◆ **Task statement**
List every line of the records that contains the word "white", copying each such line in full.

◆ **Data in this exercise**
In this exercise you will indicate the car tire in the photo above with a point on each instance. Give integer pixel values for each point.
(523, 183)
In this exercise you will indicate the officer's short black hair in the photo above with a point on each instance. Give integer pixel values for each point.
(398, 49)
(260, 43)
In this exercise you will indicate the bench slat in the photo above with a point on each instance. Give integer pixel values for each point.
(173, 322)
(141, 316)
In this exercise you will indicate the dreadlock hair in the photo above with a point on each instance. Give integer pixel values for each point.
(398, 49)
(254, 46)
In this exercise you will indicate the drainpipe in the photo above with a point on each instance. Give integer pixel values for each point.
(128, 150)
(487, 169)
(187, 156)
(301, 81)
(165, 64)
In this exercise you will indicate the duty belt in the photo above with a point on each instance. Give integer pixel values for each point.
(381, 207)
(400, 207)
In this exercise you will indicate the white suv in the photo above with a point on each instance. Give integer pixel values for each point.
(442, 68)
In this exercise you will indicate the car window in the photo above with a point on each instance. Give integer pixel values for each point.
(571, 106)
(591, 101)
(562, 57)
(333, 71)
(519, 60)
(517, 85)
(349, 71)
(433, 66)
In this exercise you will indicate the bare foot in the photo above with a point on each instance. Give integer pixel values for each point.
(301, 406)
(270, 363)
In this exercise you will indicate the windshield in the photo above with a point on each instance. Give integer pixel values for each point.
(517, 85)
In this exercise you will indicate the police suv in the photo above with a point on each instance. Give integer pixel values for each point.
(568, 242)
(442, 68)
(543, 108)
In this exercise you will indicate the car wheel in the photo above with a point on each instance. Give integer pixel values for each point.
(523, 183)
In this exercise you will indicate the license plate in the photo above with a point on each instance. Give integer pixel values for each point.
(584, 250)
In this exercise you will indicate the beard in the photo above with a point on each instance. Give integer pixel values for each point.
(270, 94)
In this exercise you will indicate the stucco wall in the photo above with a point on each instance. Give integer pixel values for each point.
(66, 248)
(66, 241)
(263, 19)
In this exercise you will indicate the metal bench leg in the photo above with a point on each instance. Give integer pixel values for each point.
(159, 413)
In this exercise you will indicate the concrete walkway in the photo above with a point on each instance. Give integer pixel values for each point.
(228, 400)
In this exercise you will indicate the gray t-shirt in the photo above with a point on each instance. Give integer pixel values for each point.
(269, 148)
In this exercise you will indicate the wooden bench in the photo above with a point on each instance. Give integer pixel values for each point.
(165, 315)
---
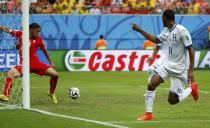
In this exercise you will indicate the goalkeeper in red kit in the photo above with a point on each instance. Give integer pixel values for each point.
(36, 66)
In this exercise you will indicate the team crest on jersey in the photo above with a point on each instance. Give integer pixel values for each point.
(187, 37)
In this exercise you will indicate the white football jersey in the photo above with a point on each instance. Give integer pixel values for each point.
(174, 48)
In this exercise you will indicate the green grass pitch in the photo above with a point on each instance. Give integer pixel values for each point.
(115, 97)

◆ **Worked answer**
In this exercise you will indicate the white suv in the photo above with a point on each instance. Give integer pixel values for each point.
In this exercise you will indicate the white football jersey in the photo above with a point on each instance. Give integer pixel values for each point.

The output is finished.